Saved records
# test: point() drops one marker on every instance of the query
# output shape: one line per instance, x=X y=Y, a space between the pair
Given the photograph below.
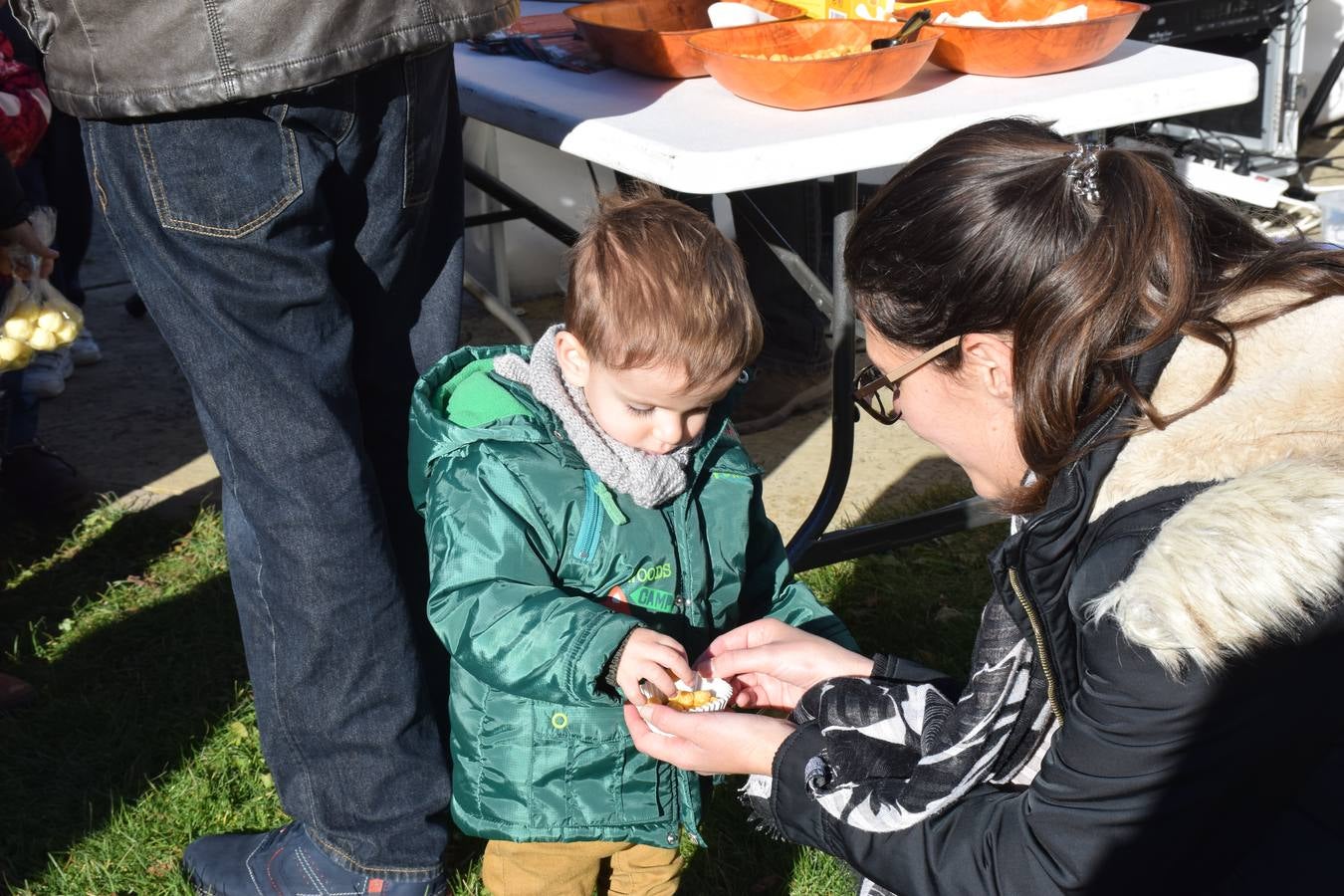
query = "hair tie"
x=1082 y=171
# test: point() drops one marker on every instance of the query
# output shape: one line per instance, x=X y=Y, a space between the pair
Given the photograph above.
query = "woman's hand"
x=711 y=743
x=655 y=658
x=772 y=662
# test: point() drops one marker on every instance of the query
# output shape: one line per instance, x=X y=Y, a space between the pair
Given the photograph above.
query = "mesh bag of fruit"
x=35 y=316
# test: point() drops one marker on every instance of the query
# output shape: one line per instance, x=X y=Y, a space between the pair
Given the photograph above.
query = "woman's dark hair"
x=986 y=234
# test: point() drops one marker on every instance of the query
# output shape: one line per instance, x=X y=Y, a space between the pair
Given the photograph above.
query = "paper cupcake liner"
x=721 y=689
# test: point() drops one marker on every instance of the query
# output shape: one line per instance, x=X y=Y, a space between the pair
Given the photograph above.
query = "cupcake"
x=699 y=695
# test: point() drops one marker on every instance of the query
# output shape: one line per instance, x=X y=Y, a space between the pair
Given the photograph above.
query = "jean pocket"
x=426 y=82
x=221 y=175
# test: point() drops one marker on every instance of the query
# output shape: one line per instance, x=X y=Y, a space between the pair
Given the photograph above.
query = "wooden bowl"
x=1032 y=50
x=738 y=58
x=649 y=37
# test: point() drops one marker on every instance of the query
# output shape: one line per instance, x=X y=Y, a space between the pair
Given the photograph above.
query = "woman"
x=1156 y=394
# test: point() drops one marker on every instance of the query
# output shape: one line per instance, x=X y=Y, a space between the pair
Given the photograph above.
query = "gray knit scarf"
x=652 y=480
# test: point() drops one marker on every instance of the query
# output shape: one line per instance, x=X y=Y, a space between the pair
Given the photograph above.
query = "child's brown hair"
x=652 y=283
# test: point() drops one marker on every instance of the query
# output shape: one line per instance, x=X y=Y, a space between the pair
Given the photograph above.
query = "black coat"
x=1187 y=604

What you will do: Can you return all of the data above word for word, leaving out the picture?

Exercise answer:
# test: point() drops one marker on every instance of the query
# output shape: one line per instance, x=X y=Y, a space between the pair
Given the photograph below.
query = "hair tie"
x=1082 y=171
# test: point() drops one marker on every instance of the query
# output shape: one line per instance, x=X y=Y, a space between the pair
Given the photograph above.
query = "woman's hand"
x=711 y=743
x=655 y=658
x=772 y=662
# test: point() drops one marker on every instance of the query
# output shape: one line per instance, x=X y=Y, a space between the pair
Given the photograph above.
query = "mesh bag of fruit"
x=35 y=316
# test: point() drops one marker on every instance of the query
# output shape: one line per instance, x=X y=Y, a space between the pair
Given the photograph above.
query = "woman's dark hair"
x=986 y=234
# test: point() drops one marker on every instance of the query
# output shape: one line per instance, x=X y=Y, a space between the pair
Given the photograph above.
query = "paper cupcake liner"
x=721 y=689
# test: point() drops one marker on every instance of the query
# output shape: one line per instance, x=X y=Y, a space between the pair
Given the photograph above.
query = "cupcake"
x=699 y=695
# test: point() drops one marker on every instance of the query
# output shape: one line per instance, x=X y=Y, a space between the pair
Given the photograph above.
query = "jean pocket"
x=426 y=82
x=221 y=175
# test: point() drops one marker on every instance of the query
# output shape: one line per instance, x=X y=Y, a space between the pair
Given the photograph above.
query = "wooden bowl"
x=1032 y=50
x=738 y=58
x=649 y=37
# test: point() drops one marker on every instance of the query
# output shape: one line per instance, x=X y=Y, a space between the pair
Given the photograph above.
query = "woman"
x=1156 y=394
# test: point() drops one marker on every instance of the query
# output shape: one line per instance, x=X y=Y, a space between the pair
Given the photograph above.
query = "gray knit scarf"
x=652 y=480
# test: point() drops one marker on every instance of the query
# output shape: one line per instance, x=X y=Y, a space between the pair
Given the photograph above.
query = "child's brown hair"
x=652 y=283
# test: point() drops one marker on every instance of the query
# output shape: one line per instance, x=X y=Y, a space between the pair
Given the photograph above.
query = "black coat"
x=1187 y=604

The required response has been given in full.